Stored entries
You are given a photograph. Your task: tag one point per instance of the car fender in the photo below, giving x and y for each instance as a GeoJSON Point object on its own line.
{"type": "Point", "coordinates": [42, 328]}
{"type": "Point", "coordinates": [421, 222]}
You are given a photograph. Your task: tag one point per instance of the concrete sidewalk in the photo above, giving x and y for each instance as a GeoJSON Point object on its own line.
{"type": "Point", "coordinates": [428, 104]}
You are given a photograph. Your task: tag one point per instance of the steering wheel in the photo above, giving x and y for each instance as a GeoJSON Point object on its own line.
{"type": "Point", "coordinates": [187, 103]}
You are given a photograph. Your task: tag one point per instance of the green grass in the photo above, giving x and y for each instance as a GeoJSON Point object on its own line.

**Instructions for the task:**
Without leaving anything out, give the entries again exactly.

**Answer to this task:**
You are given a photograph. Your task: tag one point per instance of the car fender in the photo below, giving x and y for each instance as a GeoJSON Point object on its own line.
{"type": "Point", "coordinates": [42, 328]}
{"type": "Point", "coordinates": [421, 222]}
You are given a photograph. Your task: tag one point per instance of the concrete sidewalk in the photo above, giving x and y for each instance as a GeoJSON Point object on its own line.
{"type": "Point", "coordinates": [428, 104]}
You are given a photograph. Your task: tag one point per instance of the steering wheel in the photo above, giving x and y for each instance as a GeoJSON Point object on its own line.
{"type": "Point", "coordinates": [187, 103]}
You are given a photograph. Your task: tag one point per instance of the green grass in the photo above, giving x and y for each instance as a GeoJSON Point object on its own line.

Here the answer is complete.